=== TASK BRIEF ===
Reproduce, exactly and in full, only the lines below from the one containing "object: black monitor speaker" through the one containing "object: finger".

=== EXERCISE MATERIAL ===
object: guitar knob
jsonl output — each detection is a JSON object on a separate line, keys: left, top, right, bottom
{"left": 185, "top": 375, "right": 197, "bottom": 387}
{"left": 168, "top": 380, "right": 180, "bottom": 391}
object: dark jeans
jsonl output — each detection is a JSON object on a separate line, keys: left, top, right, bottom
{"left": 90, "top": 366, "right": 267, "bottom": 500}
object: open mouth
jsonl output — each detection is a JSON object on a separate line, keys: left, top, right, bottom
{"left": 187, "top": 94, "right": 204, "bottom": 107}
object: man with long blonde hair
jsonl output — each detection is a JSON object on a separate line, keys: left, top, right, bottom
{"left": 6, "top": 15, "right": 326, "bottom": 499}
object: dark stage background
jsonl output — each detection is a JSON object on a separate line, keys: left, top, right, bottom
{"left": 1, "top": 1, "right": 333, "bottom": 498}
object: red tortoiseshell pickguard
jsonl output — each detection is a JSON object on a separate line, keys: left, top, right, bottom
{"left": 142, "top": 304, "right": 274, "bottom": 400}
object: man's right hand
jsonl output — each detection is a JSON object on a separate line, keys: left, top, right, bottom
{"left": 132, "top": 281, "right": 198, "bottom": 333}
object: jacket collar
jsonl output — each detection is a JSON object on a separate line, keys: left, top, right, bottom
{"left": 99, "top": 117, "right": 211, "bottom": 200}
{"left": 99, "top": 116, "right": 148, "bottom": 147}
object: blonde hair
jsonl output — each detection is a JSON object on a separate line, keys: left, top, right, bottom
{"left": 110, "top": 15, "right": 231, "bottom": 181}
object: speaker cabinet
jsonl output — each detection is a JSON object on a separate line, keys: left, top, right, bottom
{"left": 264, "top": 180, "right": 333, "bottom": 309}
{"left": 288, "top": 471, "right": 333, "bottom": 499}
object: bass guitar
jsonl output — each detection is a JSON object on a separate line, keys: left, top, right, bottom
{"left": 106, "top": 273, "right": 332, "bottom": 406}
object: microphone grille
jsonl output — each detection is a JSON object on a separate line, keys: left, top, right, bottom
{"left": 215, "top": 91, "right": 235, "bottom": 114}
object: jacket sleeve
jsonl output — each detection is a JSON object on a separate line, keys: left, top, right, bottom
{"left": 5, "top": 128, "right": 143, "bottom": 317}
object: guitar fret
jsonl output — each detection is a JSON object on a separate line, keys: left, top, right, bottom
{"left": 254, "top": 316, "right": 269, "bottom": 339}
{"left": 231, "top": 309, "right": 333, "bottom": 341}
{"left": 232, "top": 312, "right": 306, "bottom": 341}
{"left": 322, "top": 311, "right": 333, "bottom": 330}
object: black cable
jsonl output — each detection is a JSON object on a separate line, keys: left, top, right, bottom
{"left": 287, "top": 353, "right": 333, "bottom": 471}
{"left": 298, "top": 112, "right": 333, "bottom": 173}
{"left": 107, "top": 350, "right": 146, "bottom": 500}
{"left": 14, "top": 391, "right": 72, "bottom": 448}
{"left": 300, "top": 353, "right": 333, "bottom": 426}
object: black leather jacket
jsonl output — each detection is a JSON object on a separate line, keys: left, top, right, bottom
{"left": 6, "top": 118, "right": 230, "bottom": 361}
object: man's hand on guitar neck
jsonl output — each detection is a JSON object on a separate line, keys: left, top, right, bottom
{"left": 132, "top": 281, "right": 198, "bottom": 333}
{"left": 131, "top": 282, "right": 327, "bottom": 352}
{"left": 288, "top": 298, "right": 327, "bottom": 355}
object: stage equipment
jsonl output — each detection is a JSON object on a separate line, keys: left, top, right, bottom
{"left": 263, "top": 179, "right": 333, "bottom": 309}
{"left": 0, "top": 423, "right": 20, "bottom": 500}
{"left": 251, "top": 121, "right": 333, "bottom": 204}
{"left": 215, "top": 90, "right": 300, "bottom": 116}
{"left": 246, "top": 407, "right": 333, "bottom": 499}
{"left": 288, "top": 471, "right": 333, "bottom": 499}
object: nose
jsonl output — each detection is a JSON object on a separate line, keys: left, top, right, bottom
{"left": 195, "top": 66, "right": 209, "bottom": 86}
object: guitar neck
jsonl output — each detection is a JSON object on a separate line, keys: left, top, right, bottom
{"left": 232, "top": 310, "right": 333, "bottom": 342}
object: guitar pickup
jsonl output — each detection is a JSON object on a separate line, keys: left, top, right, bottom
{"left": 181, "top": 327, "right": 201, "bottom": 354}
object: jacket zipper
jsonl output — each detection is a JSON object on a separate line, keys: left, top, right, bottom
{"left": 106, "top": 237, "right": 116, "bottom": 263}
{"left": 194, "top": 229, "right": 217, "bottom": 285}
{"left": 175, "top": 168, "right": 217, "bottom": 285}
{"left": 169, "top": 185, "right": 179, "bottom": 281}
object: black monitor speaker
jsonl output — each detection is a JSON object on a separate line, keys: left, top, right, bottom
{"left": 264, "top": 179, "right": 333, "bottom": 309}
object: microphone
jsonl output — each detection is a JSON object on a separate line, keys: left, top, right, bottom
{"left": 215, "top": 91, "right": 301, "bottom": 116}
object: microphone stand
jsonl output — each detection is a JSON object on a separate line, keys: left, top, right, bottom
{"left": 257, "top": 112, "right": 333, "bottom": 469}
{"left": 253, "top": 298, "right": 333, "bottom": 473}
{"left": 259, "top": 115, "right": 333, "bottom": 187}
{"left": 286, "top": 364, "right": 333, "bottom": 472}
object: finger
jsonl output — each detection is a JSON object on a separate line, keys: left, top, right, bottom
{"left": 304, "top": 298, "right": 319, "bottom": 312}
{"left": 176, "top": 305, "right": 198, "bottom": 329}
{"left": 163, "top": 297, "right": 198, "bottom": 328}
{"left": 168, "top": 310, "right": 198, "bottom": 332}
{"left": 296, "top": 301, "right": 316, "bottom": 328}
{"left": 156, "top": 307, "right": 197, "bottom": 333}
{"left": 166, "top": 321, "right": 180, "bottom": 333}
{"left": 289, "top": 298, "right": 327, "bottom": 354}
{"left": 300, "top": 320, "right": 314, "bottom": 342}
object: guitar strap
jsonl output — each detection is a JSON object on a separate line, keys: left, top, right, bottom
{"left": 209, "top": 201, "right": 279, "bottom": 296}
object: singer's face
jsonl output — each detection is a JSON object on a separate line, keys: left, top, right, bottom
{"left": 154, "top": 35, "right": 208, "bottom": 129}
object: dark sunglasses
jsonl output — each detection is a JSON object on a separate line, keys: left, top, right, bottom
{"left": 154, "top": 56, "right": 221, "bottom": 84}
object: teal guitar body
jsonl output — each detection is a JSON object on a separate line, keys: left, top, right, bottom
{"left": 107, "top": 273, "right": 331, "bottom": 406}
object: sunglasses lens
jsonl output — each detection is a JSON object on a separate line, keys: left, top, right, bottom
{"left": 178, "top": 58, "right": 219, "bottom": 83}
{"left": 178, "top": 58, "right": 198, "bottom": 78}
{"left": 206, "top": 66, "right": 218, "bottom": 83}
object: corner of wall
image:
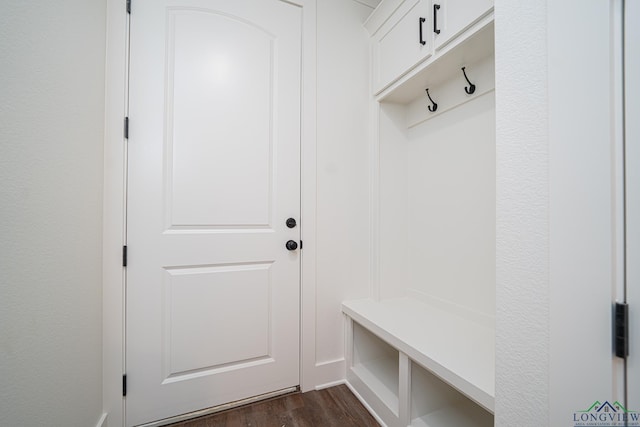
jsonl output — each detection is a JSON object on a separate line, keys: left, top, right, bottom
{"left": 494, "top": 0, "right": 550, "bottom": 425}
{"left": 305, "top": 0, "right": 375, "bottom": 390}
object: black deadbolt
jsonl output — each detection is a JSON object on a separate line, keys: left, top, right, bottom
{"left": 286, "top": 240, "right": 298, "bottom": 251}
{"left": 286, "top": 218, "right": 297, "bottom": 228}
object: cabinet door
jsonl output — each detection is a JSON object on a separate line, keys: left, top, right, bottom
{"left": 432, "top": 0, "right": 493, "bottom": 51}
{"left": 373, "top": 0, "right": 431, "bottom": 93}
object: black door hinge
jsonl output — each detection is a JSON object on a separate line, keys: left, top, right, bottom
{"left": 126, "top": 0, "right": 131, "bottom": 14}
{"left": 614, "top": 302, "right": 629, "bottom": 358}
{"left": 300, "top": 240, "right": 303, "bottom": 249}
{"left": 123, "top": 245, "right": 128, "bottom": 267}
{"left": 124, "top": 117, "right": 129, "bottom": 139}
{"left": 123, "top": 374, "right": 127, "bottom": 397}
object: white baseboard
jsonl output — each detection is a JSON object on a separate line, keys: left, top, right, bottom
{"left": 96, "top": 413, "right": 108, "bottom": 427}
{"left": 314, "top": 379, "right": 346, "bottom": 391}
{"left": 313, "top": 358, "right": 346, "bottom": 387}
{"left": 344, "top": 381, "right": 388, "bottom": 427}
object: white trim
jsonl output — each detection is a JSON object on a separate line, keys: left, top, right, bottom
{"left": 136, "top": 387, "right": 298, "bottom": 427}
{"left": 103, "top": 1, "right": 128, "bottom": 426}
{"left": 279, "top": 0, "right": 303, "bottom": 7}
{"left": 314, "top": 379, "right": 346, "bottom": 391}
{"left": 300, "top": 0, "right": 318, "bottom": 393}
{"left": 624, "top": 0, "right": 640, "bottom": 410}
{"left": 95, "top": 413, "right": 108, "bottom": 427}
{"left": 612, "top": 0, "right": 626, "bottom": 399}
{"left": 308, "top": 358, "right": 347, "bottom": 390}
{"left": 363, "top": 0, "right": 403, "bottom": 35}
{"left": 369, "top": 95, "right": 380, "bottom": 301}
{"left": 103, "top": 1, "right": 319, "bottom": 424}
{"left": 350, "top": 0, "right": 380, "bottom": 10}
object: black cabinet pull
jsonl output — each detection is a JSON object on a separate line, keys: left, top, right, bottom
{"left": 419, "top": 17, "right": 426, "bottom": 45}
{"left": 433, "top": 4, "right": 441, "bottom": 34}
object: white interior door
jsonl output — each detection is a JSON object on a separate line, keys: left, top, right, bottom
{"left": 626, "top": 0, "right": 640, "bottom": 412}
{"left": 125, "top": 1, "right": 302, "bottom": 425}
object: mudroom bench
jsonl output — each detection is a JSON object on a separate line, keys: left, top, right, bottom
{"left": 342, "top": 298, "right": 494, "bottom": 427}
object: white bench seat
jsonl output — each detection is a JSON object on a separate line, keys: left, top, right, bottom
{"left": 342, "top": 297, "right": 495, "bottom": 414}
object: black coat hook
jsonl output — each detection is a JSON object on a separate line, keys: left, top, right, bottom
{"left": 461, "top": 66, "right": 476, "bottom": 94}
{"left": 425, "top": 88, "right": 438, "bottom": 112}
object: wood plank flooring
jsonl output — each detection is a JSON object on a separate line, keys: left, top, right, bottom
{"left": 166, "top": 384, "right": 380, "bottom": 427}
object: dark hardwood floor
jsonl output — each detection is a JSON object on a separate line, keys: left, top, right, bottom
{"left": 166, "top": 384, "right": 380, "bottom": 427}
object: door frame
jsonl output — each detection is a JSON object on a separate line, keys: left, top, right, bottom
{"left": 102, "top": 1, "right": 318, "bottom": 425}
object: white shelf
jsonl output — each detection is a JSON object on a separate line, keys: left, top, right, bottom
{"left": 343, "top": 297, "right": 495, "bottom": 413}
{"left": 351, "top": 322, "right": 400, "bottom": 415}
{"left": 411, "top": 400, "right": 494, "bottom": 427}
{"left": 376, "top": 16, "right": 494, "bottom": 104}
{"left": 352, "top": 359, "right": 400, "bottom": 413}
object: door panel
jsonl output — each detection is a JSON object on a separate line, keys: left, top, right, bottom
{"left": 163, "top": 263, "right": 272, "bottom": 377}
{"left": 126, "top": 1, "right": 302, "bottom": 425}
{"left": 167, "top": 10, "right": 274, "bottom": 227}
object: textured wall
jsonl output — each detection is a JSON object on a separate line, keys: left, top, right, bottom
{"left": 0, "top": 1, "right": 106, "bottom": 426}
{"left": 494, "top": 0, "right": 550, "bottom": 425}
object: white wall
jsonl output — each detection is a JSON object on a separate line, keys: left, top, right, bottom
{"left": 0, "top": 1, "right": 106, "bottom": 426}
{"left": 407, "top": 92, "right": 496, "bottom": 319}
{"left": 494, "top": 0, "right": 550, "bottom": 424}
{"left": 314, "top": 0, "right": 373, "bottom": 379}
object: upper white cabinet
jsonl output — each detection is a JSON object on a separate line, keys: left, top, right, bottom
{"left": 432, "top": 0, "right": 493, "bottom": 51}
{"left": 366, "top": 0, "right": 493, "bottom": 95}
{"left": 368, "top": 0, "right": 432, "bottom": 94}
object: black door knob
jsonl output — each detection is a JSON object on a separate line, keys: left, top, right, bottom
{"left": 286, "top": 240, "right": 298, "bottom": 251}
{"left": 286, "top": 218, "right": 297, "bottom": 228}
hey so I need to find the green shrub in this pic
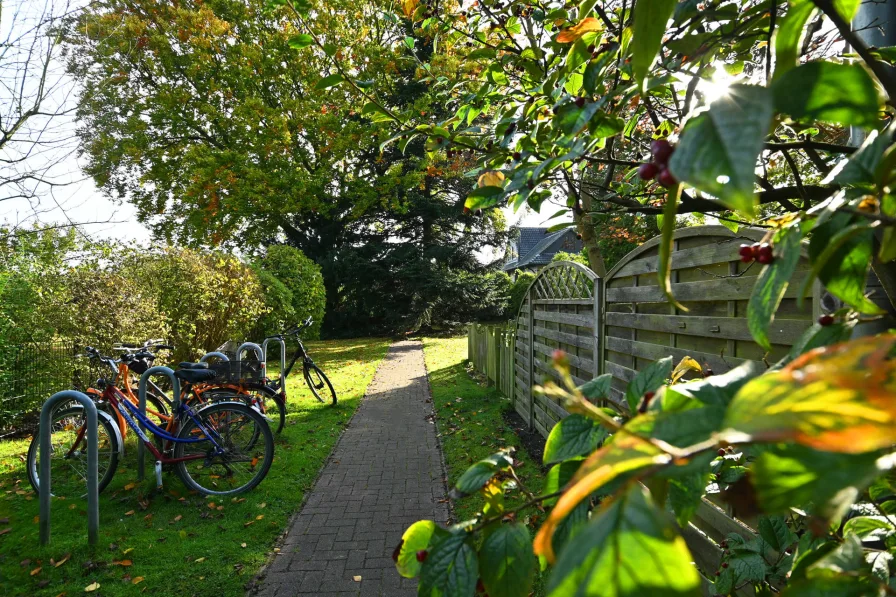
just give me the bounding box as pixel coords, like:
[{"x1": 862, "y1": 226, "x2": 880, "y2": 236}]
[
  {"x1": 507, "y1": 271, "x2": 535, "y2": 318},
  {"x1": 256, "y1": 245, "x2": 326, "y2": 339}
]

=== TASK SOLUTION ===
object: black monitor speaker
jsonl output — each detection is a JSON object on a separate line, keys: left, top, right, bottom
{"left": 264, "top": 179, "right": 333, "bottom": 309}
object: microphone
jsonl output — each detection is a JSON object on a separate line, keys: left, top, right, bottom
{"left": 215, "top": 91, "right": 301, "bottom": 116}
object: microphone stand
jsonl output — each detection is a JSON object on a separate line, keys: left, top, right, bottom
{"left": 257, "top": 112, "right": 333, "bottom": 469}
{"left": 253, "top": 298, "right": 333, "bottom": 473}
{"left": 259, "top": 115, "right": 333, "bottom": 187}
{"left": 286, "top": 364, "right": 333, "bottom": 472}
object: finger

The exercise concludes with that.